» **WHAT THE TASK ASKS**: Reproduce the lines below character for character, starting at the line that contains "For each <instance>" and ending after the line that contains "negative clicks: (181, 140) (158, 155)".

» **RECORD EXTRACTS**:
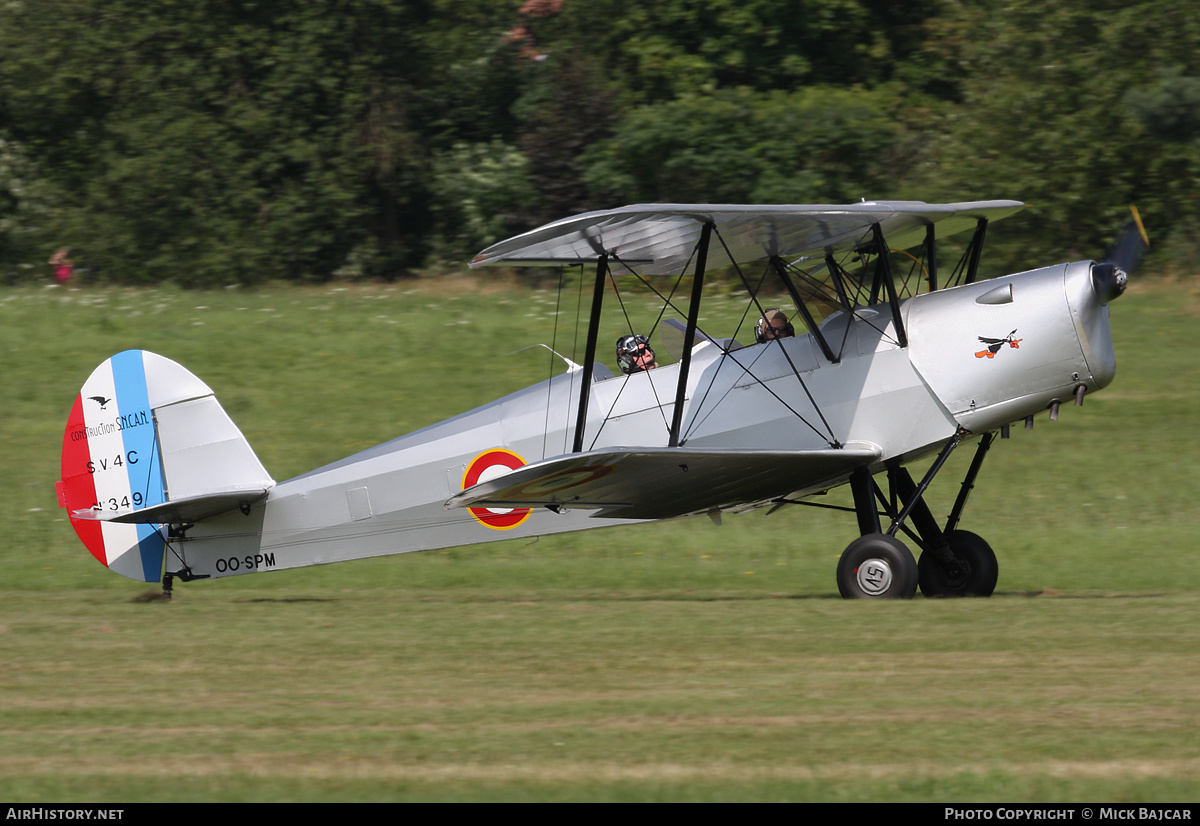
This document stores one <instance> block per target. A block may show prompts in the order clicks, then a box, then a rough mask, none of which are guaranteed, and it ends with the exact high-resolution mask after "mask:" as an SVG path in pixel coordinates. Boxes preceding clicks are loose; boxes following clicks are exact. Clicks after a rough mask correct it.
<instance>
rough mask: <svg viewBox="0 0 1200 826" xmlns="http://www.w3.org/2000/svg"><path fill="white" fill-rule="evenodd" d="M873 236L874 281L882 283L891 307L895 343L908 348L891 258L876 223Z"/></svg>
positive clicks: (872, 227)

---

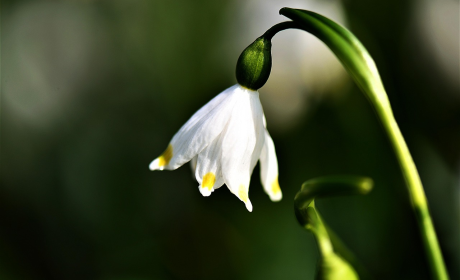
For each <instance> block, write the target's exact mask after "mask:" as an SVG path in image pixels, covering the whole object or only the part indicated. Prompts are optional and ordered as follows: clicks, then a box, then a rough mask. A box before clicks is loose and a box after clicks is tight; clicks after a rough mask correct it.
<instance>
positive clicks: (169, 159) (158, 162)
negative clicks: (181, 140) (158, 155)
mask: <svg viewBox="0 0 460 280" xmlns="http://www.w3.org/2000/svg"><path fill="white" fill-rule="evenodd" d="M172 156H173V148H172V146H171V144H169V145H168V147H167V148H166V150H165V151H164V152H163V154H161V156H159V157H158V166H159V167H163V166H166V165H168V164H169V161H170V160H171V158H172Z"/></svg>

...

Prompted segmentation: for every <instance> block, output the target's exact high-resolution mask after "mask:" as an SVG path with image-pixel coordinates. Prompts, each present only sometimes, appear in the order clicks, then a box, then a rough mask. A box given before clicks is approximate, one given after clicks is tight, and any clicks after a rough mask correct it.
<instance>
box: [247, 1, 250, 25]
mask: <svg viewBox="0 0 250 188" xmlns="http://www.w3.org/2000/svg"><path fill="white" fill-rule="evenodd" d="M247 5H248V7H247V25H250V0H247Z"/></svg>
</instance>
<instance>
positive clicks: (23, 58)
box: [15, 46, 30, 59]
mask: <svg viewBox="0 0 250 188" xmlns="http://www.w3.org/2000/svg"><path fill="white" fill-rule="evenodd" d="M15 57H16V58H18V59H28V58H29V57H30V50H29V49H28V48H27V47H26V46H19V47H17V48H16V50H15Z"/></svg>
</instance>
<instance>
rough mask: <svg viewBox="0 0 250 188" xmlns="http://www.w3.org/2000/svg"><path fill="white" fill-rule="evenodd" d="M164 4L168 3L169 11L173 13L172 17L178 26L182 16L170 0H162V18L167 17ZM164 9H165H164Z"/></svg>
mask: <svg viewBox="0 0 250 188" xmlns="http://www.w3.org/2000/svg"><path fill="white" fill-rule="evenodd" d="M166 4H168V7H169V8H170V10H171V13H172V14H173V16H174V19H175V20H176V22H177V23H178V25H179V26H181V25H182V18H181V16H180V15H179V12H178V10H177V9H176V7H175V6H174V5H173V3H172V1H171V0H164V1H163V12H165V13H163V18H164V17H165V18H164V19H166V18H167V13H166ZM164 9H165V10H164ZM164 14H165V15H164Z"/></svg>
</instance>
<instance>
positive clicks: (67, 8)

» **SOLUTION TO THIS PROBLEM**:
For each <instance> block, write the target's exact mask after "mask:" as an SVG path in image pixels, covering the whole object or only the part indicated. Prompts are optional and ordered as follows: clicks, then a box, then a rough mask. A box before clicks is loose and a box after clicks is tight; clicks after a rough mask correct it.
<instance>
positive clicks: (169, 159) (158, 162)
negative clicks: (181, 140) (158, 155)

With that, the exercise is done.